▶ Task prompt
Images excluded, repeat each entry below exactly.

[Opening Available data section]

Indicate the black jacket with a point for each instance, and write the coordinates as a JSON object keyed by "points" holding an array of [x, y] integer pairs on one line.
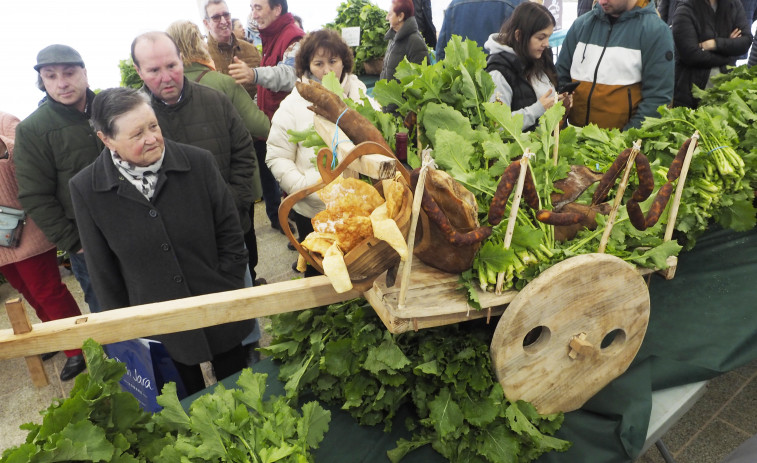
{"points": [[52, 145], [511, 68], [184, 242], [408, 42], [425, 22], [693, 23]]}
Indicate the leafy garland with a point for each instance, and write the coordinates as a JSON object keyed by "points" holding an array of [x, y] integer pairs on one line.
{"points": [[100, 422], [373, 27], [345, 356]]}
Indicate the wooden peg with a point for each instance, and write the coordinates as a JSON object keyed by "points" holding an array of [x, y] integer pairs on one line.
{"points": [[580, 346]]}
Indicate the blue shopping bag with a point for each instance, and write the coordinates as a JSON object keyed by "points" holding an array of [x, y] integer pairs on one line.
{"points": [[148, 368]]}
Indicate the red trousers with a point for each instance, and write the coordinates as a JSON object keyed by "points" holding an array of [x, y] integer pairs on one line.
{"points": [[38, 280]]}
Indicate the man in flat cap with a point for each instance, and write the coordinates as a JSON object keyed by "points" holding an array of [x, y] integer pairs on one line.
{"points": [[52, 145]]}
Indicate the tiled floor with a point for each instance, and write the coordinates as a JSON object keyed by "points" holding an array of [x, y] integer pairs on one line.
{"points": [[719, 422], [723, 418]]}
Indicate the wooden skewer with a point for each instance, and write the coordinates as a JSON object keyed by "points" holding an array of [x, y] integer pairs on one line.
{"points": [[513, 213], [619, 197], [419, 188], [557, 138], [673, 213]]}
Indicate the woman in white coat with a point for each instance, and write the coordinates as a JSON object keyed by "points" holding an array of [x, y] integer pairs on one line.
{"points": [[292, 164]]}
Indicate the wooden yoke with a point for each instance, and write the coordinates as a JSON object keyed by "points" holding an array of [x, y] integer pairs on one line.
{"points": [[20, 323], [172, 316]]}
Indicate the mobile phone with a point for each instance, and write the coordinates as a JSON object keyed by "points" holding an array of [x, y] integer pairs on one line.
{"points": [[568, 88]]}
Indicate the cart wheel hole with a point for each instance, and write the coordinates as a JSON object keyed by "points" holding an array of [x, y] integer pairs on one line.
{"points": [[536, 339], [613, 339]]}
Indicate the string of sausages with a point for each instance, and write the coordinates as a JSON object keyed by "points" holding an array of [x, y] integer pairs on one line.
{"points": [[635, 215], [645, 188], [531, 197]]}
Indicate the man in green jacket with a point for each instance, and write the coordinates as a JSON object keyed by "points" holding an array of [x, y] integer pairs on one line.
{"points": [[52, 145], [197, 115], [201, 116]]}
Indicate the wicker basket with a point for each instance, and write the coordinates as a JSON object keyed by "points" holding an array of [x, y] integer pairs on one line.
{"points": [[371, 257]]}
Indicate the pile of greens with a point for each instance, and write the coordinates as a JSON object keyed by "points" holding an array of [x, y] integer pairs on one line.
{"points": [[100, 422], [345, 356], [373, 26], [474, 141]]}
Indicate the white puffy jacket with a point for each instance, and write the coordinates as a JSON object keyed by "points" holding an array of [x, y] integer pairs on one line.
{"points": [[291, 163]]}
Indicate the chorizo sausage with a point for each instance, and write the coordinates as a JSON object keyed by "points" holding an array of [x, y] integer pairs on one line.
{"points": [[659, 203], [646, 178], [675, 167], [637, 218], [608, 179], [505, 187], [635, 215], [436, 215], [530, 194], [559, 218]]}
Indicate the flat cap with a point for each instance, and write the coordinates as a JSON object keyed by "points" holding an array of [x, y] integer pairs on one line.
{"points": [[58, 54]]}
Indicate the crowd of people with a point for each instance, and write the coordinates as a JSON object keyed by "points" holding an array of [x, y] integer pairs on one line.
{"points": [[150, 192]]}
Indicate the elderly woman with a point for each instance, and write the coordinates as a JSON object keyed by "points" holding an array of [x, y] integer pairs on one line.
{"points": [[404, 38], [292, 164], [159, 223]]}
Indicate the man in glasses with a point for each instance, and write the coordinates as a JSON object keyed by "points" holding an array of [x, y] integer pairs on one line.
{"points": [[275, 78], [223, 44]]}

[Closing Available data section]

▶ Task answer
Indicate the black jacket with a point for each instance, and write the coordinates as a JSON object keyed by "points" holding an array of [x, y] integer pairs on one line.
{"points": [[52, 145], [511, 68], [184, 242], [408, 42], [425, 22], [693, 23]]}
Indicate the leafy garland with a point for each instance, and write the coordinates as a JSON object keyed by "points" holding an array of [x, y] integer pairs on one line.
{"points": [[100, 422], [373, 27], [345, 356]]}
Indicate the wooden peg with a point for each instance, and write the coordinates as a JSON object keyed by "points" holding an array of [x, y] integer pairs on one line.
{"points": [[580, 346]]}
Indicate the blue shopping bag with a point for each instance, and write the coordinates as a JSON object keyed by "points" holding an array of [x, y] integer pairs on one line.
{"points": [[148, 368]]}
Indicate the red trousers with a point for each instance, and write the coordinates as a JSON object keyed by "points" holding an array of [x, y] integer pairs on one line.
{"points": [[38, 280]]}
Indicate the man in flat cap with a point for each instance, and write the coordinates as a JSON object keyed by "points" holding an array of [x, y] integer pairs on one line.
{"points": [[52, 145]]}
Indicate the tiled floor with a point for each instance, and write the coordinates as a JSON object keyed by "points" holding an array of [x, y] integer pairs on one line.
{"points": [[719, 422], [723, 418]]}
Indicate the wooden skewer with a point for each instance, and write the coordinates as a JSON object keyed by "points" holding an array of [x, y] integer pairs on one line.
{"points": [[513, 213], [619, 197], [419, 188], [557, 138], [673, 213]]}
Indicate the woman in white coat with a point for each instance, and write the coordinates as a JSON object keyed by "points" holding an array of [x, y] integer pairs on one line.
{"points": [[292, 164]]}
Indicate the wooden yoke with a point for each instance, and write the coordinates as a JSON object keyed by "points" holding an array of [x, y] integer pairs on one line.
{"points": [[20, 323], [172, 316]]}
Indicate the mobile phone with a point for each instance, and write the coordinates as a JSON object keyed by "points" holding an array of [x, y] integer pairs on one line.
{"points": [[568, 88]]}
Indicate the cart wheel hole with a point for each instance, and write the coordinates as a JSON object keyed by "points" holding an array of [x, y] integer pairs on one line.
{"points": [[536, 339], [613, 339]]}
Indicate the string of sausages with a point for each instance, and write the coordinates as a JSON object keyed by "points" holding an array of [x, y] integer pairs on one line.
{"points": [[635, 215], [645, 188], [531, 197]]}
Indicate the man in green jacket with a point for each instance, and write the coordinates as a JSON object keyed by "points" holding an array of [x, y] integer pairs on one line.
{"points": [[52, 145], [197, 115], [201, 116]]}
Indicate the wicker basket with a point for each instance, and write the coordinates as a JSON object keyed by "points" holding an array of [x, y] integer pairs on one line.
{"points": [[371, 257]]}
Indicate the pile of greens with a point for each instance, and write the coordinates as a JSON object keyed by "points" holding an array of [x, y] integer pairs on one line.
{"points": [[100, 422], [345, 356], [373, 26], [474, 141]]}
Indicate the white puffy jacket with a point for each instance, and write the coordinates as a JSON object keyed by "points" holding an array of [x, y] integer pairs on one line.
{"points": [[291, 163]]}
Indicate the chorizo sausage with a point for each instance, and write the coordinates as a JSON object keyed by "points" holding an array of [x, y] integer pairs on one line.
{"points": [[659, 203], [646, 178], [675, 167], [637, 218], [608, 179], [505, 187], [635, 215], [436, 215], [530, 194], [559, 218]]}
Indicate the flat cap with a point for each instance, and write the coordinates as a JSON object keyed by "points" holding an array of [x, y] integer pairs on one line.
{"points": [[58, 54]]}
Indicate the crowd of people with a point for each instance, and write the coordinates as a JSON object keyed by "points" holding an array of [x, y] integer pairs on one line.
{"points": [[150, 192]]}
Indicate the elderly woman with a point for each instance, and write the coordinates as a JSON object keyed by "points" holding an array of [x, y] integer pairs on one line.
{"points": [[404, 38], [292, 164], [159, 223]]}
Indicate the man in glasses with a point for each instance, and write the coordinates as a JSON object keyed by "points" holding an array of [x, y] integer pairs on one line.
{"points": [[275, 78], [223, 44]]}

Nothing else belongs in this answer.